*** Opening of Material for this task ***
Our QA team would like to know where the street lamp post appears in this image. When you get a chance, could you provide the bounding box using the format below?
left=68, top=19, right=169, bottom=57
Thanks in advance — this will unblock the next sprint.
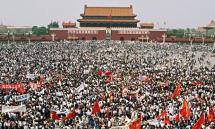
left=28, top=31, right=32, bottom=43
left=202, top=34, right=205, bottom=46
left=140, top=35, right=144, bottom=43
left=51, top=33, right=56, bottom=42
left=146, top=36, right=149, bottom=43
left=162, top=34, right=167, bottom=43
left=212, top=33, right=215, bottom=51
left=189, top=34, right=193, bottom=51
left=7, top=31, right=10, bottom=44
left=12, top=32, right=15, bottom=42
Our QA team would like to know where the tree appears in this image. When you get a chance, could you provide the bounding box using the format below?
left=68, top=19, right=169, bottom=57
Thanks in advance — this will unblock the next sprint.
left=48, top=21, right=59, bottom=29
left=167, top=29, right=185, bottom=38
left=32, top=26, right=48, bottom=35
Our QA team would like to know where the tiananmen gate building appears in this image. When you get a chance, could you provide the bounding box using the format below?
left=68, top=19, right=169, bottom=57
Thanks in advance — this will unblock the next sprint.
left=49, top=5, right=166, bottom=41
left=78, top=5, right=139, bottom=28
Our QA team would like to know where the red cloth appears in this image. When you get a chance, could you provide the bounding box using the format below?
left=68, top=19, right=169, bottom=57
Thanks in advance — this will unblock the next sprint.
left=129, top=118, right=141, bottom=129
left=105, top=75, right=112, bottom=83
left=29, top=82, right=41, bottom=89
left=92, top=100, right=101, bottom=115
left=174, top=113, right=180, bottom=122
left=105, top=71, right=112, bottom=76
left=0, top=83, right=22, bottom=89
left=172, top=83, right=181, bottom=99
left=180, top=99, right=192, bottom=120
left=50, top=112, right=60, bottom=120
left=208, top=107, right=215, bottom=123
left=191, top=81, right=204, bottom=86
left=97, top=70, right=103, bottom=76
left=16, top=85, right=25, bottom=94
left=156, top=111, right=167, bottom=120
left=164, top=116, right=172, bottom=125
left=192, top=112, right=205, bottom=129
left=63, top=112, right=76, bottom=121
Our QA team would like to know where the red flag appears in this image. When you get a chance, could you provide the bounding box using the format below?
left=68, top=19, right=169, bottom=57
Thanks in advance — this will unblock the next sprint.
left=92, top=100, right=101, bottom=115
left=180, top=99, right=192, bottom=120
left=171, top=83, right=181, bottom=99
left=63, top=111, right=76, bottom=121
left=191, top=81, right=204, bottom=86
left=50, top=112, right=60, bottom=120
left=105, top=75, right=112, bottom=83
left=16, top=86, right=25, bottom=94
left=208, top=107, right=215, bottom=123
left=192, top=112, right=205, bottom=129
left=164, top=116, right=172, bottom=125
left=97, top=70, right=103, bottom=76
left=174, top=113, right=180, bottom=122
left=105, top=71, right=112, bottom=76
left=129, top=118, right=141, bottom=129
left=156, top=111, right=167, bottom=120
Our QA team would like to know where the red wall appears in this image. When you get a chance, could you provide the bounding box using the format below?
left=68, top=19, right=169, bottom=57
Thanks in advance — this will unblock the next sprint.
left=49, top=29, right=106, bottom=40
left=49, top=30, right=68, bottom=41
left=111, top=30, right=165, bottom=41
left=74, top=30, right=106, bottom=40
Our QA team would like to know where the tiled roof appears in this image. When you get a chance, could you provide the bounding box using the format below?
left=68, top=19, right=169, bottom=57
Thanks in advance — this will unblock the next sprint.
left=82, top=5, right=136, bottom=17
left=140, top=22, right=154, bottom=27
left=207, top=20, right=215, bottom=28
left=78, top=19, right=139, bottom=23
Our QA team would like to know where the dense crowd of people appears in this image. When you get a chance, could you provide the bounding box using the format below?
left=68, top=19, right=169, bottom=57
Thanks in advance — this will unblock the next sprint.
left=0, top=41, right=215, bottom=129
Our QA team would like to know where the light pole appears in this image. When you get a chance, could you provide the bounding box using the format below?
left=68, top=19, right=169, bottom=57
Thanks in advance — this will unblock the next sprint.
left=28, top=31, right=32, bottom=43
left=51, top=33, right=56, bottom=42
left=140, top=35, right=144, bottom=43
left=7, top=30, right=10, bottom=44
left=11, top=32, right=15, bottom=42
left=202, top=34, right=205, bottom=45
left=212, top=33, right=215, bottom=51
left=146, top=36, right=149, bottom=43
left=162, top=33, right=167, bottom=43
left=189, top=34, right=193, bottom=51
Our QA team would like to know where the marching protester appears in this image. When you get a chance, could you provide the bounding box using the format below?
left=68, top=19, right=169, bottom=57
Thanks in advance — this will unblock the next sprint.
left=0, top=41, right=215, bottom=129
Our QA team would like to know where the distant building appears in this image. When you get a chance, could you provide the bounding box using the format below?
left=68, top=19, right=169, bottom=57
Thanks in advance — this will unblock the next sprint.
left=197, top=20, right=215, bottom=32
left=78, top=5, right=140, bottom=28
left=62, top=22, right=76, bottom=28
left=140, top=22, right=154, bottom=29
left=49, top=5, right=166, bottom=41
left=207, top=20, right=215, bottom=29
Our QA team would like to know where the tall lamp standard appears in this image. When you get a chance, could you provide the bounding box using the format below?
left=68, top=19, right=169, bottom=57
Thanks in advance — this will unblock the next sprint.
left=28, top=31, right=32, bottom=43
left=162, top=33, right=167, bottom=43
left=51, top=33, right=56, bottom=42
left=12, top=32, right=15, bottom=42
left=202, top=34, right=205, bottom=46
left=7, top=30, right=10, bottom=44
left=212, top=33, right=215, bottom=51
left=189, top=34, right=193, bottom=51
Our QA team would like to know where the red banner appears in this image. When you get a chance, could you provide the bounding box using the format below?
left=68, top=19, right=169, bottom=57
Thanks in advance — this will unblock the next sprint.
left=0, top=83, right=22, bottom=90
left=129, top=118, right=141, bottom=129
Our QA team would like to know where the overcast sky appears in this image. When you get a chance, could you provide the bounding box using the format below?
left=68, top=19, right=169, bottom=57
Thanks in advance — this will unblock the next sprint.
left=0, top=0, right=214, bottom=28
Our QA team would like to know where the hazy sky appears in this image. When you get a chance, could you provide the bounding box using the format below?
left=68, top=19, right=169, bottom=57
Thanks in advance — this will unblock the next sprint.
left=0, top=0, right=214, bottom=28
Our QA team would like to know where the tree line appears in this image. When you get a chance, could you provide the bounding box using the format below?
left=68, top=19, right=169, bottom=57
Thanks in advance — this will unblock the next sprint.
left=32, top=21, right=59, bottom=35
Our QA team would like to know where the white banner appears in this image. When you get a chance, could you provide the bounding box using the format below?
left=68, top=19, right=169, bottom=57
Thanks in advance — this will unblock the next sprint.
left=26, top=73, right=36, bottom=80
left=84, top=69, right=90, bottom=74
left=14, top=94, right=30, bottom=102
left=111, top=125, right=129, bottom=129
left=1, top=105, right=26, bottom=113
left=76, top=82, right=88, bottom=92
*** Close of Material for this task ***
**Activity**
An unaltered copy of the material, without images, should be set down.

**Your response**
Our QA team would like to know where the street lamp post appears in this image. When you get a chance, could you provide the bounding box using the format below?
left=68, top=19, right=169, bottom=57
Thanks in advance — this will unblock the next sprint.
left=28, top=31, right=32, bottom=43
left=202, top=34, right=205, bottom=46
left=140, top=35, right=144, bottom=43
left=51, top=33, right=56, bottom=42
left=146, top=36, right=149, bottom=43
left=162, top=34, right=167, bottom=43
left=212, top=33, right=215, bottom=51
left=189, top=34, right=193, bottom=51
left=7, top=31, right=10, bottom=44
left=12, top=32, right=15, bottom=42
Our QA team would like to know where the tree appears in this image. When you get a chance, could you provide the bounding box using the format below?
left=68, top=19, right=169, bottom=57
Thanks in advance — this will unblock the next sprint.
left=48, top=21, right=59, bottom=29
left=167, top=29, right=185, bottom=38
left=32, top=26, right=48, bottom=35
Our QA team would like to know where the tiananmen gate building appears in this image. When you get a chance, could you provide the bounding box using the format below?
left=68, top=19, right=169, bottom=57
Thanks in advance — this will unblock the next sprint.
left=49, top=5, right=166, bottom=41
left=78, top=5, right=139, bottom=28
Our QA team would like to know where the red cloth appears in this image. When you get a chance, could you provide the bounding box using the format below?
left=68, top=19, right=169, bottom=57
Thanks in advance — this will unblock the next sprint.
left=129, top=118, right=141, bottom=129
left=105, top=75, right=112, bottom=83
left=29, top=82, right=41, bottom=89
left=92, top=100, right=101, bottom=115
left=174, top=113, right=180, bottom=122
left=105, top=71, right=112, bottom=76
left=0, top=83, right=22, bottom=89
left=172, top=83, right=181, bottom=99
left=180, top=99, right=192, bottom=120
left=50, top=112, right=60, bottom=120
left=208, top=107, right=215, bottom=123
left=191, top=81, right=204, bottom=86
left=97, top=70, right=103, bottom=76
left=16, top=85, right=25, bottom=94
left=156, top=111, right=167, bottom=120
left=164, top=116, right=172, bottom=125
left=192, top=112, right=205, bottom=129
left=63, top=112, right=76, bottom=121
Our QA team would like to know where the red flag appears in this image. When you get a chance, could you provide the bounding box using the format below?
left=68, top=19, right=169, bottom=57
Thanks in advance — this will unblock the next sprint.
left=92, top=100, right=101, bottom=115
left=180, top=99, right=192, bottom=120
left=171, top=83, right=181, bottom=99
left=63, top=111, right=76, bottom=121
left=191, top=81, right=204, bottom=86
left=50, top=112, right=60, bottom=120
left=105, top=75, right=112, bottom=83
left=16, top=86, right=25, bottom=94
left=208, top=107, right=215, bottom=123
left=192, top=112, right=205, bottom=129
left=164, top=116, right=172, bottom=125
left=97, top=70, right=103, bottom=76
left=174, top=113, right=180, bottom=122
left=105, top=71, right=112, bottom=76
left=129, top=118, right=141, bottom=129
left=156, top=111, right=167, bottom=120
Our QA team would like to know where the red wall appears in this image. When you get a chance, could you provide the bounding box using the format below?
left=68, top=19, right=169, bottom=57
Thanks in advance — this will unblock the next sprint.
left=49, top=29, right=106, bottom=40
left=49, top=30, right=68, bottom=41
left=111, top=30, right=165, bottom=41
left=74, top=30, right=106, bottom=40
Our QA team would like to know where the tiled roof appears in this image. When you get a chance, could you provide the bounding box using the format below?
left=68, top=19, right=169, bottom=57
Thanks in advance — this will unblock the next sprint.
left=82, top=5, right=136, bottom=17
left=140, top=22, right=154, bottom=27
left=207, top=20, right=215, bottom=28
left=78, top=19, right=139, bottom=23
Our QA team would like to know where the dense crowd of people appears in this image. When you get a chance, could you provide the bounding box using the format below?
left=68, top=19, right=169, bottom=57
Thanks in advance — this will unblock the next sprint.
left=0, top=41, right=215, bottom=129
Our QA team would like to know where the light pole appears in this image. When you get a chance, could you provide the bounding box using the format below?
left=68, top=19, right=169, bottom=57
Thanks in advance — this will unblock the next sprint.
left=28, top=31, right=32, bottom=43
left=51, top=33, right=56, bottom=42
left=140, top=35, right=144, bottom=43
left=7, top=30, right=10, bottom=44
left=11, top=32, right=15, bottom=42
left=202, top=34, right=205, bottom=45
left=212, top=33, right=215, bottom=51
left=146, top=36, right=149, bottom=43
left=162, top=33, right=167, bottom=43
left=189, top=34, right=193, bottom=51
Our QA team would like to know where the marching protester appears in this image. When you get a chance, could you provide the bounding box using the format below?
left=68, top=19, right=169, bottom=57
Thanks in advance — this will unblock the next sprint.
left=0, top=41, right=215, bottom=129
Our QA team would like to know where the distant building appears in this image. When you get a chance, could you provide the bounding box using the format below?
left=68, top=19, right=169, bottom=57
Thanks in advance — this will unblock the next sprint.
left=197, top=20, right=215, bottom=32
left=78, top=5, right=140, bottom=28
left=62, top=22, right=76, bottom=28
left=140, top=22, right=154, bottom=29
left=49, top=5, right=166, bottom=41
left=207, top=20, right=215, bottom=29
Our QA team would like to know where the tall lamp standard appears in this image. When you get a chance, could you provide the bounding box using the format below?
left=68, top=19, right=169, bottom=57
Thanks in advance — this will unblock the next sprint.
left=28, top=31, right=32, bottom=43
left=162, top=33, right=167, bottom=43
left=51, top=33, right=56, bottom=42
left=12, top=32, right=15, bottom=42
left=202, top=34, right=205, bottom=46
left=7, top=30, right=10, bottom=44
left=212, top=33, right=215, bottom=51
left=189, top=34, right=193, bottom=51
Our QA team would like to know where the red banner appears in this image. When you get a chance, could you provide the bounding box using the format below?
left=68, top=19, right=169, bottom=57
Thanks in advance — this will unblock the next sprint.
left=0, top=83, right=22, bottom=90
left=129, top=118, right=141, bottom=129
Our QA team would like to know where the overcast sky appears in this image. When you get a chance, could you provide the bounding box using the format below?
left=68, top=19, right=169, bottom=57
Thanks in advance — this will unblock the next sprint.
left=0, top=0, right=214, bottom=28
Our QA team would like to know where the hazy sky appears in this image. When you get a chance, could you provide the bounding box using the format below?
left=68, top=19, right=169, bottom=57
Thanks in advance — this will unblock the next sprint.
left=0, top=0, right=214, bottom=28
Our QA team would like to know where the tree line appears in this image. When you get a chance, could you provide the bounding box using the format below?
left=68, top=19, right=169, bottom=57
Thanks in advance — this will unblock the next sprint.
left=32, top=21, right=59, bottom=35
Our QA team would like to know where the white banner appears in this image. When you get a chance, could you provide the bounding box using the format below?
left=68, top=19, right=169, bottom=57
Thanks in advance — this will unblock the next sprint.
left=26, top=73, right=36, bottom=80
left=84, top=69, right=90, bottom=74
left=14, top=94, right=30, bottom=102
left=111, top=125, right=129, bottom=129
left=1, top=105, right=26, bottom=113
left=76, top=82, right=88, bottom=92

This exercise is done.